Using the records below, transcribe word for word the stretch from the line that contains "box: [2, 34, 197, 181]" through the line that contains "35L5 76L19 145L73", both end lines included, and nothing else.

**DATASET EXCERPTS:**
- - -

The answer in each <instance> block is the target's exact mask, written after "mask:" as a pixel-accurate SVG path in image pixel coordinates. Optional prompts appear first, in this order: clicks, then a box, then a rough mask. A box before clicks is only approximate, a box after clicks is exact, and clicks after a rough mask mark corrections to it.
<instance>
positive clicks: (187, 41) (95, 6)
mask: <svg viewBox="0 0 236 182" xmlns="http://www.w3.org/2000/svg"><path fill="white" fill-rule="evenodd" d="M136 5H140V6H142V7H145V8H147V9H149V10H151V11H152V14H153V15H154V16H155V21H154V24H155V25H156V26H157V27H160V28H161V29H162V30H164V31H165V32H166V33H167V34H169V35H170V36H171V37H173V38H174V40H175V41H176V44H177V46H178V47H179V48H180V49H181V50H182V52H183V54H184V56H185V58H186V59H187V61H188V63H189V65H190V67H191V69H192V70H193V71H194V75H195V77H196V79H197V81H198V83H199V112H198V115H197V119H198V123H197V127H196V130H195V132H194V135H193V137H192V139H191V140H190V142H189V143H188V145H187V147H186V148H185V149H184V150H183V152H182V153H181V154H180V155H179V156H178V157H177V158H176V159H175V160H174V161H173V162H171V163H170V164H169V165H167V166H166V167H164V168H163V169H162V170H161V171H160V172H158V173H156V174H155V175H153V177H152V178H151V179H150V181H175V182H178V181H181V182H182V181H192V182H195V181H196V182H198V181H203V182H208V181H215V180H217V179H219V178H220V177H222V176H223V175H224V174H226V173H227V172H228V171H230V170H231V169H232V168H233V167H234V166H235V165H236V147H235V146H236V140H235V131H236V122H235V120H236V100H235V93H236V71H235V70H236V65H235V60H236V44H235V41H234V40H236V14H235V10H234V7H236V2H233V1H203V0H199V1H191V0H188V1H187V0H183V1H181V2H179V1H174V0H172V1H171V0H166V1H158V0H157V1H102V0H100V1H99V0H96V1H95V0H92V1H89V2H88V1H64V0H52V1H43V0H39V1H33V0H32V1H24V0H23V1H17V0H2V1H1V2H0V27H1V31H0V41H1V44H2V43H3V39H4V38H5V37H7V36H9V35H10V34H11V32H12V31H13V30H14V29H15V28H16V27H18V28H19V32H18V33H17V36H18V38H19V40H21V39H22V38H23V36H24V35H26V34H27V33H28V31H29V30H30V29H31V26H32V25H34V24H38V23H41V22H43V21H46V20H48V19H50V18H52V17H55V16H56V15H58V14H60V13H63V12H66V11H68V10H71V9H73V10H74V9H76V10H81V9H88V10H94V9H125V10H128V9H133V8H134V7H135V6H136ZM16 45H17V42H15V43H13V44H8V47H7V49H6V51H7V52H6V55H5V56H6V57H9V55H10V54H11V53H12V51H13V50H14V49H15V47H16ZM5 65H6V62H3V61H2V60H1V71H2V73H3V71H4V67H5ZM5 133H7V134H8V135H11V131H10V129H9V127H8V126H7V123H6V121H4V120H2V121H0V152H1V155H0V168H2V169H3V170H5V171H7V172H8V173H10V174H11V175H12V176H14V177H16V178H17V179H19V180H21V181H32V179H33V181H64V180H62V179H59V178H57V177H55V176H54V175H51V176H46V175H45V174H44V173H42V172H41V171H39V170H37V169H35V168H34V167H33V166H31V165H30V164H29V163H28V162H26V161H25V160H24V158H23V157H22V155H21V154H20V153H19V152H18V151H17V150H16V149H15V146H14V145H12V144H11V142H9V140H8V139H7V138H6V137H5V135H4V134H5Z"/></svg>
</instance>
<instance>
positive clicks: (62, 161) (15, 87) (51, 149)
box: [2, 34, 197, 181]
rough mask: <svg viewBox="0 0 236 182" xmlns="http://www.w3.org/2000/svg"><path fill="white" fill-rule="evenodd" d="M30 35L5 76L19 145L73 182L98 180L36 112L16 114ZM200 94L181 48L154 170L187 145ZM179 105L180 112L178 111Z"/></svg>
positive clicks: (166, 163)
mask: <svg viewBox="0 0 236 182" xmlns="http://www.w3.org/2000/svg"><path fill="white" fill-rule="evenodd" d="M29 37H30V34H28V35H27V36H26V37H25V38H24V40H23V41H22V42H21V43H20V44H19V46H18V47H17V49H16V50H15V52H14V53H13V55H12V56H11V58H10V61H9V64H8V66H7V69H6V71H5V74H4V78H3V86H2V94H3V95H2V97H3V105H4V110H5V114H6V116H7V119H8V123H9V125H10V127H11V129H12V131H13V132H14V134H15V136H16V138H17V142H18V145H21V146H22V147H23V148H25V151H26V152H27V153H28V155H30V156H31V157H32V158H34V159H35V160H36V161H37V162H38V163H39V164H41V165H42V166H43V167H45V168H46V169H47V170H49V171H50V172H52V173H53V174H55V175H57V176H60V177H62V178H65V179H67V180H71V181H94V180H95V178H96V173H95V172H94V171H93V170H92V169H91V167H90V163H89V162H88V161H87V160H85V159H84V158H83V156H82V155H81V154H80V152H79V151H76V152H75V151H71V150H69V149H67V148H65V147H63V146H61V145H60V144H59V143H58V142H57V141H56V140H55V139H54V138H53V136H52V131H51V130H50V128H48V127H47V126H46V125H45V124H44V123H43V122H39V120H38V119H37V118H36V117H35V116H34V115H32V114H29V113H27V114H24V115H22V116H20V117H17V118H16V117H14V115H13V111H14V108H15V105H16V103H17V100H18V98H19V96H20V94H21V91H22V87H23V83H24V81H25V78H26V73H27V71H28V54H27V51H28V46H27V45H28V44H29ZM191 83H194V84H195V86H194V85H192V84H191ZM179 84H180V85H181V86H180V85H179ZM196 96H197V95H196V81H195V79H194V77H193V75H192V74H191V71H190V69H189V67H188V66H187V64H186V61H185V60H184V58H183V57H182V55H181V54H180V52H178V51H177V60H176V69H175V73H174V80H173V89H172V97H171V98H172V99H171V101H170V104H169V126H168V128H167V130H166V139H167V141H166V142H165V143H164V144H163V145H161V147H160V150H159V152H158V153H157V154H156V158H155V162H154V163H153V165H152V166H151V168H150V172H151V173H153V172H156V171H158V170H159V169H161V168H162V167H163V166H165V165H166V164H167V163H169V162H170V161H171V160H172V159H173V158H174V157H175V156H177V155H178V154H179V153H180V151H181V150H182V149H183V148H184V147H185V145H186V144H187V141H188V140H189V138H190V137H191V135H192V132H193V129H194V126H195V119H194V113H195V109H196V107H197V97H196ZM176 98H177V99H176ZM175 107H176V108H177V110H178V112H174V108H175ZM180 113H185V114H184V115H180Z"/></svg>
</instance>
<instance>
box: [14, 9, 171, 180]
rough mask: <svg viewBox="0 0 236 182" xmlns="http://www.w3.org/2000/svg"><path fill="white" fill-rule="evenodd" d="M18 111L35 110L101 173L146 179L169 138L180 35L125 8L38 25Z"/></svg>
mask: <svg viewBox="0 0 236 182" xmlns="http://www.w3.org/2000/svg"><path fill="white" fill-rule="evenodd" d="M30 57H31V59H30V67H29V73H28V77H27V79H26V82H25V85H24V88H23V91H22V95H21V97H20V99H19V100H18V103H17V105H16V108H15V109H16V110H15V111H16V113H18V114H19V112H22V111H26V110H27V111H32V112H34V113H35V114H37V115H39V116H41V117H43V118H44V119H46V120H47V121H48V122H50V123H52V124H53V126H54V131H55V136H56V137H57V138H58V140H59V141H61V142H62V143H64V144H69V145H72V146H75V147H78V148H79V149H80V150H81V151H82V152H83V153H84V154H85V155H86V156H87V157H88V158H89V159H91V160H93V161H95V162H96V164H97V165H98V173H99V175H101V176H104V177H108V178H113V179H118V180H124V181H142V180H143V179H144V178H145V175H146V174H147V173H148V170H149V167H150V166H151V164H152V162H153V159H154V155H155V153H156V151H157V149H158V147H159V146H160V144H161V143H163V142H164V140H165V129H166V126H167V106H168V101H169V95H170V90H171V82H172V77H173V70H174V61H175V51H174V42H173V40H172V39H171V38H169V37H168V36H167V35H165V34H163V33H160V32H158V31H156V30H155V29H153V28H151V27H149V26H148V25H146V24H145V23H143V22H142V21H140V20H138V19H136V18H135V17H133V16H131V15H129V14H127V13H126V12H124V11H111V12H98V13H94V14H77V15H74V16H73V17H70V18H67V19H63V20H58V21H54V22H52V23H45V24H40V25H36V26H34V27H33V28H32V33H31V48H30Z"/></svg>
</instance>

- - -

**TASK OUTPUT:**
box: [2, 34, 197, 181]
rough mask: <svg viewBox="0 0 236 182" xmlns="http://www.w3.org/2000/svg"><path fill="white" fill-rule="evenodd" d="M30 35L5 76L19 145L73 182L98 180L36 112L16 114ZM200 94L181 48L154 170L187 145ZM179 105L180 112L178 111Z"/></svg>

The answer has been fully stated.